— Begin —
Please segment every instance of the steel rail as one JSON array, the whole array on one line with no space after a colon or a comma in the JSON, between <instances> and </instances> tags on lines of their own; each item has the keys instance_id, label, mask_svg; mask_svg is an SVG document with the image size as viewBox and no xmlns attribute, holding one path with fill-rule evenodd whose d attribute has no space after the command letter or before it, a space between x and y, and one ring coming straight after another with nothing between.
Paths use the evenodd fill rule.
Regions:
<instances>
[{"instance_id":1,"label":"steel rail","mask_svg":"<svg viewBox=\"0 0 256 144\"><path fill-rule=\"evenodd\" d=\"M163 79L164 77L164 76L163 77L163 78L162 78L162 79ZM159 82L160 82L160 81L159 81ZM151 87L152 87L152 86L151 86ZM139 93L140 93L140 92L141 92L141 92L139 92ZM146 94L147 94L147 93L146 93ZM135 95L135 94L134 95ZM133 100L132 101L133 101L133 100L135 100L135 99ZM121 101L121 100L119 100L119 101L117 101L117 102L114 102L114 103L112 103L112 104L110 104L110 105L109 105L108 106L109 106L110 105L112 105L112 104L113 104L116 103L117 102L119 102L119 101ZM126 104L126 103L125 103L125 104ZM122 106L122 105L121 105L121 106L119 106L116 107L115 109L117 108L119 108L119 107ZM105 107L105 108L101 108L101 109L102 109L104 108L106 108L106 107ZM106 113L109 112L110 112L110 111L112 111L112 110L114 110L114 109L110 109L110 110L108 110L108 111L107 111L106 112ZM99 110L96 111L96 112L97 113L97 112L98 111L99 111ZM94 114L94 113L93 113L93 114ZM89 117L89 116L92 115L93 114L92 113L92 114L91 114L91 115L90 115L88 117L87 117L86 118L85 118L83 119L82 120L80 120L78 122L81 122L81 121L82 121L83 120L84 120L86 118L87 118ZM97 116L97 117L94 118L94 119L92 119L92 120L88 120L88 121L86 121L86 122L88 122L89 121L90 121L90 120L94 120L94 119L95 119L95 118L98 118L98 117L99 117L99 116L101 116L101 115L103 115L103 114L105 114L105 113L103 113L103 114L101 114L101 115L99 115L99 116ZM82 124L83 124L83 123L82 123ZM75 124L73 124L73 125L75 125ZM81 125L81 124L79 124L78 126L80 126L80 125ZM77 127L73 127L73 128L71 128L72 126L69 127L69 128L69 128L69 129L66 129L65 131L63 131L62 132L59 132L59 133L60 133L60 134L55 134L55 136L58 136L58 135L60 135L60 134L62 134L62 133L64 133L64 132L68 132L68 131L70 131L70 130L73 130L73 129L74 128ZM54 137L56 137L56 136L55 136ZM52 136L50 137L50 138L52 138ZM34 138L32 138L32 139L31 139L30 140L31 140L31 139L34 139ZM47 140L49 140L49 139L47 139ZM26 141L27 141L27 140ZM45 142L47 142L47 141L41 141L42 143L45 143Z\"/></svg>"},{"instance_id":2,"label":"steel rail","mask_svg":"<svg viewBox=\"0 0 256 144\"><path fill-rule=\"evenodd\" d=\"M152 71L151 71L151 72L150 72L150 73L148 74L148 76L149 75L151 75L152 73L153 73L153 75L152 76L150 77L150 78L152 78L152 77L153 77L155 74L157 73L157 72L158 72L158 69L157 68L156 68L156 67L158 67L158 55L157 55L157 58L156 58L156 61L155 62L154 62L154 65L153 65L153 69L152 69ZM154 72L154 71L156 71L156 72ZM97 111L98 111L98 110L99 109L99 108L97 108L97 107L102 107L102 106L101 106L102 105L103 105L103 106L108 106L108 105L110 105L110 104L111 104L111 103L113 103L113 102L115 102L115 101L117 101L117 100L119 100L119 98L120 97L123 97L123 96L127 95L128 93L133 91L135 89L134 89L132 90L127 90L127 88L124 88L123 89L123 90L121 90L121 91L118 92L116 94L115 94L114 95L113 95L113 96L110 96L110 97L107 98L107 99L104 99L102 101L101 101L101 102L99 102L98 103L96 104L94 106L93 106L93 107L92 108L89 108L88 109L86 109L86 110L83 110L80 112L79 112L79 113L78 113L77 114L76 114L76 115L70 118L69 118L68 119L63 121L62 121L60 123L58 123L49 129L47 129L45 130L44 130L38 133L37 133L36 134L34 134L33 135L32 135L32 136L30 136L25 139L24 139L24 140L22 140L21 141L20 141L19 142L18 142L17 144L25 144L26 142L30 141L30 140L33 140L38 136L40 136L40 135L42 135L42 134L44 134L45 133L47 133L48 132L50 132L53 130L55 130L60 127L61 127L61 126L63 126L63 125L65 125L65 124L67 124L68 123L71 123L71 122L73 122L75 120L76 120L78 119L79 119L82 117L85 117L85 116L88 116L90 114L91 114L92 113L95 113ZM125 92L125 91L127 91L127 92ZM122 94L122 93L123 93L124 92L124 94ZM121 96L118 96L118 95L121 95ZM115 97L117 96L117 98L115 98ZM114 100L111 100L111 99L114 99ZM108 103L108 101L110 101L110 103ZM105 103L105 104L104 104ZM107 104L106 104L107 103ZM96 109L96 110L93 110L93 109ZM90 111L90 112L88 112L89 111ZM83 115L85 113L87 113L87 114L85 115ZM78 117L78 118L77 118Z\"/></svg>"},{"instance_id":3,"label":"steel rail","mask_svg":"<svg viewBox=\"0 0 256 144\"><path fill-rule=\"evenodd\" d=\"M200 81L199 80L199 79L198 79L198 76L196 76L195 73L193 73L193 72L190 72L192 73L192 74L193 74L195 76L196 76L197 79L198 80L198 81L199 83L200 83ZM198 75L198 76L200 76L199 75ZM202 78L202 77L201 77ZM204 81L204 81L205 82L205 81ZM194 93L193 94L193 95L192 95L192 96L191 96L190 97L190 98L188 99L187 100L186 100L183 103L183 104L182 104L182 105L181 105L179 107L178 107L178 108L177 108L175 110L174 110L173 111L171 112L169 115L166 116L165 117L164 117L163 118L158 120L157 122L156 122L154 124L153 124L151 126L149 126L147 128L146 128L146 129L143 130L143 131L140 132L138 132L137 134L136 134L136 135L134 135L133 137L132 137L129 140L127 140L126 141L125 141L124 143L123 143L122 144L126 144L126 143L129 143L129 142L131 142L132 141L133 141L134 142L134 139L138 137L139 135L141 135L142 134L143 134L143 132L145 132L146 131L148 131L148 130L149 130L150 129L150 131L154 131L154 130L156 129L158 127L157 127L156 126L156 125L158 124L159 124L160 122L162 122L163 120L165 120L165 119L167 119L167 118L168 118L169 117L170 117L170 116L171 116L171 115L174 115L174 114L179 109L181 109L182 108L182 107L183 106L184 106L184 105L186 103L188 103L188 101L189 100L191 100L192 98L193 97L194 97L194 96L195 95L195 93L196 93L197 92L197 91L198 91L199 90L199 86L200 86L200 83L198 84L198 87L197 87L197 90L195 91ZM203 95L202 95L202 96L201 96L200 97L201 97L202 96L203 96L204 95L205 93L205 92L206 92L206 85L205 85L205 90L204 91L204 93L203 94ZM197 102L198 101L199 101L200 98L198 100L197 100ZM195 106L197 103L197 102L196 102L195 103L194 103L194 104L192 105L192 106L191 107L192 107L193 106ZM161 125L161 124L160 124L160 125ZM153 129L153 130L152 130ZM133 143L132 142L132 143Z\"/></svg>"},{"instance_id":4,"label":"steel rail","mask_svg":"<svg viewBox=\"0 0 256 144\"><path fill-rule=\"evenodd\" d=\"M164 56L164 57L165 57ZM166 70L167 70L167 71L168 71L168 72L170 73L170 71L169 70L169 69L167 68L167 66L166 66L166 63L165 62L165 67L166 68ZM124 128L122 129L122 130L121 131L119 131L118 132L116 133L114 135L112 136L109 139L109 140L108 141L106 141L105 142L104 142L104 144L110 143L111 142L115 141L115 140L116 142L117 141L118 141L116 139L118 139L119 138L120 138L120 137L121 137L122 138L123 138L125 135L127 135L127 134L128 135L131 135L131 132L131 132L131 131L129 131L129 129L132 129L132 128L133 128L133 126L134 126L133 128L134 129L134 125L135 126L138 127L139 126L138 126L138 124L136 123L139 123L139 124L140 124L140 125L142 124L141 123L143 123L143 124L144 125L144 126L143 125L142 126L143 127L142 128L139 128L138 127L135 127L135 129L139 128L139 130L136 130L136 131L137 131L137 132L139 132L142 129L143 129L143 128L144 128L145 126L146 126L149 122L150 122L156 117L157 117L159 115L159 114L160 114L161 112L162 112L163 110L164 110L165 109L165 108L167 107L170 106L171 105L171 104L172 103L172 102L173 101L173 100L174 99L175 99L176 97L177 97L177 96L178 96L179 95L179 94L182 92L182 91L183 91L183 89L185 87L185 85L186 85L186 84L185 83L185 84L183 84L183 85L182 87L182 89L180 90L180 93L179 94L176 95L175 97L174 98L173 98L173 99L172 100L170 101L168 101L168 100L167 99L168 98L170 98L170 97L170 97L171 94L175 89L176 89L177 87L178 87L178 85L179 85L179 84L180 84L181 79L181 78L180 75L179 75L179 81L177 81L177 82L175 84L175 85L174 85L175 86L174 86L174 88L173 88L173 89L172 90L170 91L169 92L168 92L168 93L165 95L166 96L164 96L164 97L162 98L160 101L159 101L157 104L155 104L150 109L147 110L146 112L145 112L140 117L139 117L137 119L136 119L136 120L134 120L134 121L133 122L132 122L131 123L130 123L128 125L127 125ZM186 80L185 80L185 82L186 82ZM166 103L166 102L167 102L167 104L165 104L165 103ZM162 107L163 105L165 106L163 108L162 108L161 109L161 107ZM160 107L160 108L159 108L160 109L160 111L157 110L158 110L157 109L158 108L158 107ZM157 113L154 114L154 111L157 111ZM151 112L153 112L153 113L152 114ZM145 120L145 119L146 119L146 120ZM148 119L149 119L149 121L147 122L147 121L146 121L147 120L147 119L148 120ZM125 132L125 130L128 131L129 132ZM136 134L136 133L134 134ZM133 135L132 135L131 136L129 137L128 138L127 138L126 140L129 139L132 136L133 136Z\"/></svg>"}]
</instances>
— End —
#### What is being asked:
Extract each line of the entries above that contains the string "instances", matching case exactly.

#### Reply to the task:
Please segment every instance of the steel rail as one JSON array, the whole array on one line with no space after a colon or a comma in the JSON, between <instances> and </instances> tags on lines of their own; each item has the keys instance_id, label, mask_svg; mask_svg is an SVG document with the image size as viewBox and no xmlns attribute, holding one path with fill-rule evenodd whose d attribute has no space after the command letter or before it, a space between x and y, and one ring coming straight after another with nothing between.
<instances>
</instances>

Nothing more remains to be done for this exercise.